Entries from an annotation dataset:
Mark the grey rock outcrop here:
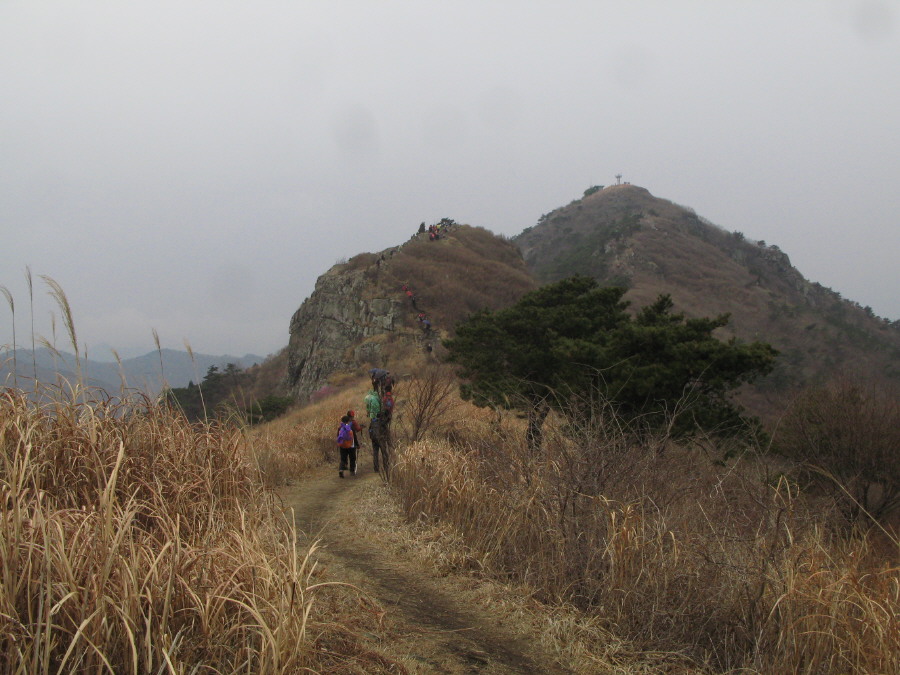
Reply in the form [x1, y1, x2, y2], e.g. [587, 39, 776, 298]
[287, 264, 399, 400]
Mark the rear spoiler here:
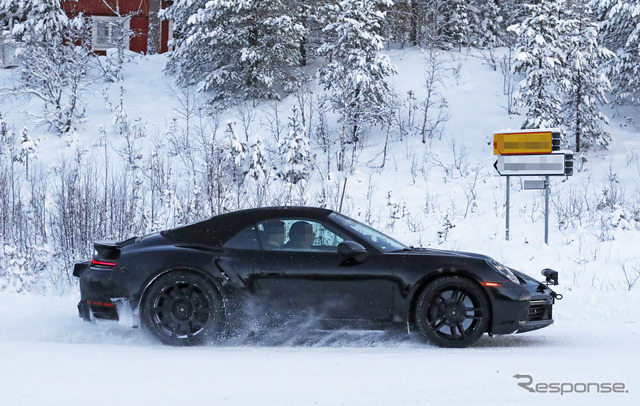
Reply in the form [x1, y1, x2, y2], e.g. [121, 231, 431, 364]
[93, 237, 137, 259]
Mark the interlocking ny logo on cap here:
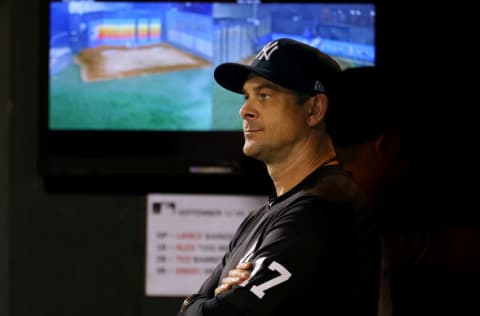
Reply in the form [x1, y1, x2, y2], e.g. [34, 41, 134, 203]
[255, 41, 278, 61]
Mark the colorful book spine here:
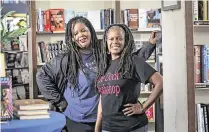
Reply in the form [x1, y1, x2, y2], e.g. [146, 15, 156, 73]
[0, 77, 13, 121]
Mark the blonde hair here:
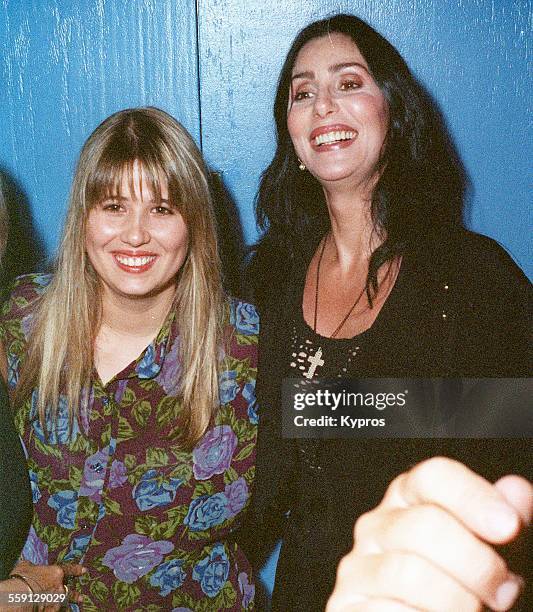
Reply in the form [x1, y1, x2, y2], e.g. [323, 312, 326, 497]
[16, 107, 225, 446]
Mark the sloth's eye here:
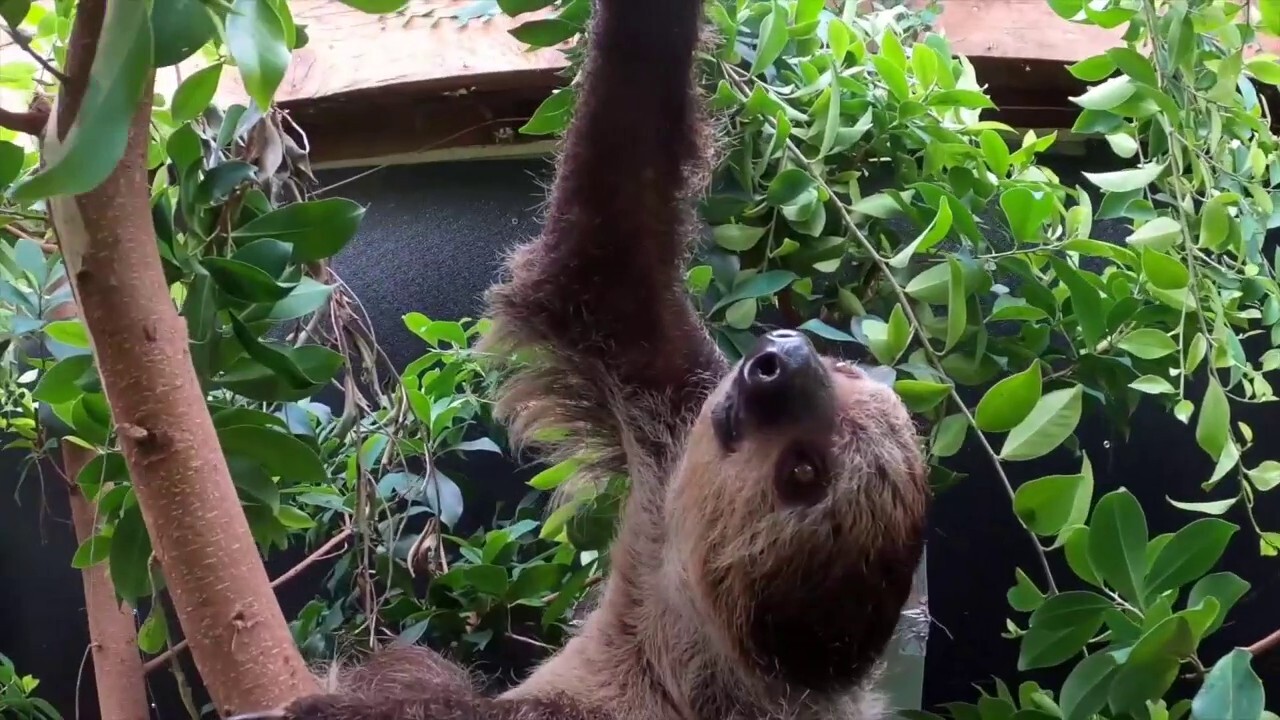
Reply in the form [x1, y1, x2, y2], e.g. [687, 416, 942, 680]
[791, 460, 818, 484]
[774, 447, 828, 505]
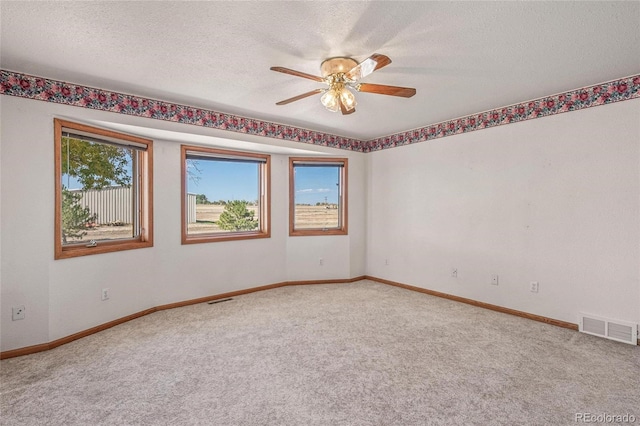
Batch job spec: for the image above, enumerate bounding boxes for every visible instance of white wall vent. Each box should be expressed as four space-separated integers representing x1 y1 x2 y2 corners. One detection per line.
579 313 638 345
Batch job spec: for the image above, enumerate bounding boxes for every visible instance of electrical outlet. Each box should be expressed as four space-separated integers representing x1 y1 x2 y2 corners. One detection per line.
11 306 24 321
529 281 538 293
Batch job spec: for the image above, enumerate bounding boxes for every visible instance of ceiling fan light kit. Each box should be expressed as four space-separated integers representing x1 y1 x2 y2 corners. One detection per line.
271 53 416 115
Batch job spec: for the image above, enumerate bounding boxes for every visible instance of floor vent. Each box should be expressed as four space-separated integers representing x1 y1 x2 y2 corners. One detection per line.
579 313 638 345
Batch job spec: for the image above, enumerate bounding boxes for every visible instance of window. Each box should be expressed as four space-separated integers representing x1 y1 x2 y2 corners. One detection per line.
54 119 153 259
181 145 271 244
289 158 348 236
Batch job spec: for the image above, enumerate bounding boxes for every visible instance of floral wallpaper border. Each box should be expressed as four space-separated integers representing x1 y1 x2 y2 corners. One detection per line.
362 75 640 152
0 70 362 152
0 70 640 152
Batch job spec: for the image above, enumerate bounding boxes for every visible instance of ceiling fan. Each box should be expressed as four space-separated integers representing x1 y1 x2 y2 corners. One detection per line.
271 53 416 115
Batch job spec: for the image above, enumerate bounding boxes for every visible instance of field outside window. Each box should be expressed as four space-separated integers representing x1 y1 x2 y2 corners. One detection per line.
182 146 270 244
289 158 347 236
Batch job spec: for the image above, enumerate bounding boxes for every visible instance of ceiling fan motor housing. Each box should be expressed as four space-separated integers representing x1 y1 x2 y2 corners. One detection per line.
320 56 358 77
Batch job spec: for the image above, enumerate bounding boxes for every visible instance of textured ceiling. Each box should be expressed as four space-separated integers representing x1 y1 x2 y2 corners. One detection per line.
0 1 640 140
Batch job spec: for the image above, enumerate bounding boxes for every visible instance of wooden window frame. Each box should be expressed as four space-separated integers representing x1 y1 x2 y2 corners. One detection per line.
289 157 349 237
53 118 153 259
180 145 271 244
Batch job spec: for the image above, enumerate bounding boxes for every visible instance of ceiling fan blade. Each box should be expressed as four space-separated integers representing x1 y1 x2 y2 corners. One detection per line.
338 97 356 115
345 53 391 81
276 89 323 105
355 83 416 98
269 67 325 83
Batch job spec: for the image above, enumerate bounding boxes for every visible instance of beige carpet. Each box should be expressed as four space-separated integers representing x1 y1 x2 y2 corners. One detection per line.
0 281 640 426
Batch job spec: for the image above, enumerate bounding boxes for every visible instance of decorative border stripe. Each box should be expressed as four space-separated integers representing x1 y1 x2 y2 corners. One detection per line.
363 75 640 152
0 70 640 152
0 70 362 152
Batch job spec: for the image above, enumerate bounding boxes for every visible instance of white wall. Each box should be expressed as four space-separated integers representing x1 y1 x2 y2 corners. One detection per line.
0 96 366 351
367 100 640 323
0 96 640 351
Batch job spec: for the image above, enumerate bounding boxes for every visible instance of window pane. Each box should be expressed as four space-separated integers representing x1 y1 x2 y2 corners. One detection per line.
53 118 153 259
181 145 271 244
186 157 261 235
289 157 348 236
60 135 139 246
294 165 341 229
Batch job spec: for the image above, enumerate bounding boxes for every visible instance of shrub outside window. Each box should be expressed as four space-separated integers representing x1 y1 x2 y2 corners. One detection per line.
181 145 271 244
289 157 348 236
54 119 153 259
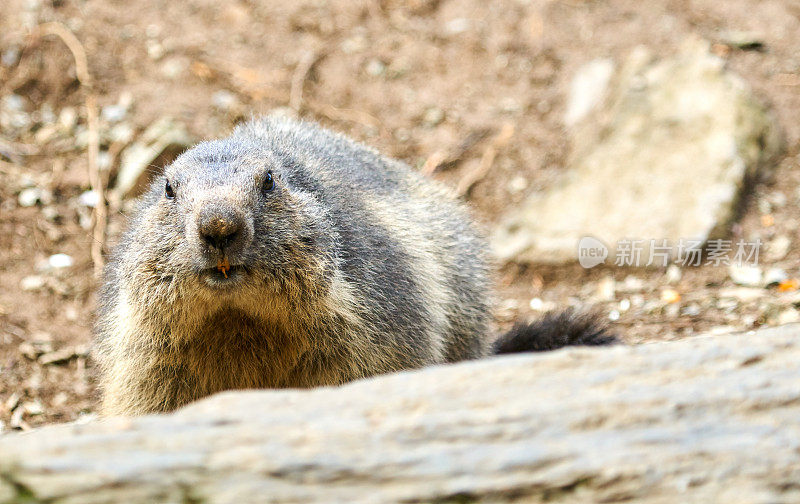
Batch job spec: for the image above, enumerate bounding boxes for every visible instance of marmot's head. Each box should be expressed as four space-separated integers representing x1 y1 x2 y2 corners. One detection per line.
120 136 332 316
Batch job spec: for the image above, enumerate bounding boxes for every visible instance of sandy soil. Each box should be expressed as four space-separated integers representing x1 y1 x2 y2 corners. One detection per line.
0 0 800 430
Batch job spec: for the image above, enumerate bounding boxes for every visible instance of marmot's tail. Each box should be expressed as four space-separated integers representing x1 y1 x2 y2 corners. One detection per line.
492 308 619 354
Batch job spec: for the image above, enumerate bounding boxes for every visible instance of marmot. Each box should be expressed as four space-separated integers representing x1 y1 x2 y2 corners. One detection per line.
95 117 613 414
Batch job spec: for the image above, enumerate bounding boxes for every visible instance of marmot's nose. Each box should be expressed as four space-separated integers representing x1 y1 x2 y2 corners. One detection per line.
197 207 245 251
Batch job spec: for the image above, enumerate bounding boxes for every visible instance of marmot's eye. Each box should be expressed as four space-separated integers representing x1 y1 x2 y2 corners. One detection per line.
164 180 175 199
261 172 275 192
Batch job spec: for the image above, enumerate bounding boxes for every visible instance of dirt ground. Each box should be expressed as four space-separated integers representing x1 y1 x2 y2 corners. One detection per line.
0 0 800 431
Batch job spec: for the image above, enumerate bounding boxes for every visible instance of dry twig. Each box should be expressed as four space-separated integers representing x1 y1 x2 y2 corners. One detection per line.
456 123 514 197
34 22 107 276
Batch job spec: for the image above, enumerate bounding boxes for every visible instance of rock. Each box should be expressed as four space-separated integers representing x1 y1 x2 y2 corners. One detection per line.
0 326 800 504
492 42 781 265
112 117 192 201
728 265 764 287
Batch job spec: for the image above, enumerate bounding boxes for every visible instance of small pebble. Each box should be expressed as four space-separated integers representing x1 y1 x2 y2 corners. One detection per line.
47 254 73 269
764 268 789 287
78 191 97 208
665 264 683 285
681 303 701 317
17 187 43 207
211 89 239 112
58 107 78 133
100 105 128 123
19 275 45 291
764 235 792 262
661 289 681 303
728 265 764 287
445 18 472 35
508 175 528 194
364 59 386 77
595 275 617 301
778 308 800 325
617 275 644 292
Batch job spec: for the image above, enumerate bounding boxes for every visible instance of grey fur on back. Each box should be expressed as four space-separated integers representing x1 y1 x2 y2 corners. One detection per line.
96 118 491 414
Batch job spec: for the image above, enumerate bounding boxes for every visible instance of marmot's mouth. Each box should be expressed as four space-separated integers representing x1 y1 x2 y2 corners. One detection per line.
200 265 247 288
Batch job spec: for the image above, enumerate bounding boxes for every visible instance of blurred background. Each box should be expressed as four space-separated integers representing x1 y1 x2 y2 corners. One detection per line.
0 0 800 430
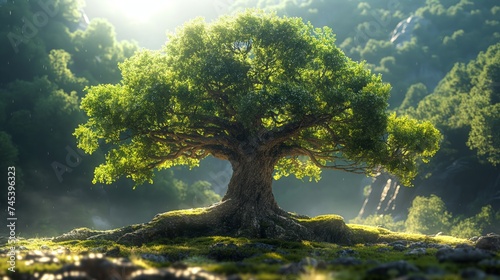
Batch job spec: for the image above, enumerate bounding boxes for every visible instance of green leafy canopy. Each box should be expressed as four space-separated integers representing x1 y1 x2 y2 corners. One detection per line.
75 10 441 184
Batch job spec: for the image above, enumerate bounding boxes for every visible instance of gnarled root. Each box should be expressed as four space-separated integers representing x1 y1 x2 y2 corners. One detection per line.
54 200 351 245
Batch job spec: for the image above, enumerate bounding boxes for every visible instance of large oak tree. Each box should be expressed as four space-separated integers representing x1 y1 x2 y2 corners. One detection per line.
75 11 440 243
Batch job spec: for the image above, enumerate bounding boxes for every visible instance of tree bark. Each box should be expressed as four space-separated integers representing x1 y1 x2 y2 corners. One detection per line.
222 153 279 211
61 149 350 246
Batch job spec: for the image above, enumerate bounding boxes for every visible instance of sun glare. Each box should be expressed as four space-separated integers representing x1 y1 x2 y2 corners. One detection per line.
109 0 173 23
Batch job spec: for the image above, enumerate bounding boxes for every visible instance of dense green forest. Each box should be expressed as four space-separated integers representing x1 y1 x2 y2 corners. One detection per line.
0 0 500 235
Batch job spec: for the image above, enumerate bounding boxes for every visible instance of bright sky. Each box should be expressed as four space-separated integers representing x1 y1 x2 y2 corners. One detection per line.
106 0 175 23
85 0 228 49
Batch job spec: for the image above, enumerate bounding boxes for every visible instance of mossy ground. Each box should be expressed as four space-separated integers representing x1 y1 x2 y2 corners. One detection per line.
0 219 496 279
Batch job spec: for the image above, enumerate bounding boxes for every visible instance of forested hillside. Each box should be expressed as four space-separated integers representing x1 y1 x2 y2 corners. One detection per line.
0 0 500 235
0 0 219 235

→ **Problem**
Copy out, word for word, the lines of the records, starting at the line that has "instance of tree" and stopping after the last line of the records.

→ **Problem solution**
Batch job spec: for the image above, enumerate bounding boxes for every visible instance of tree bark. Each box should be expressed as four space-separated integers representing x1 y1 x2 y2 corners. One detection per line.
222 153 279 211
61 149 350 246
Batch job spec: for the image above, enumerate bounding boxes for every visible instance of sun glare. Each box should be expressed as four space-separated integers representing x1 y1 x2 y2 corners. One detection per line.
109 0 173 23
Batch job spec: for the image above, enumerate bounding boxes for every visible instance of dense green forest. Each box should be expressed as four space-separated integers representing x1 y1 x2 y2 corners. One detection per line.
0 0 500 235
Batch job spec: for the image above, enumerate bounding boxes for every visible instance of bright sky. Each box should be expressed as four space-separated integers representing x1 y1 x2 y2 corners. One detection per line.
106 0 175 23
85 0 228 49
Batch job spec: for the image above, enumerate bounding boxes for every visible instance of mossy ground. Each box should be expressed as four space-separated integers representing x1 y1 x2 y2 corners. One detection per line.
0 219 496 279
Batch job spec: for the image above, enumerate bounding boxes for every visible instance of forested hillside. Each box should be expressed as four space-separated integers representing x1 y1 x2 y2 corners. One detection per line.
0 0 500 235
0 0 219 235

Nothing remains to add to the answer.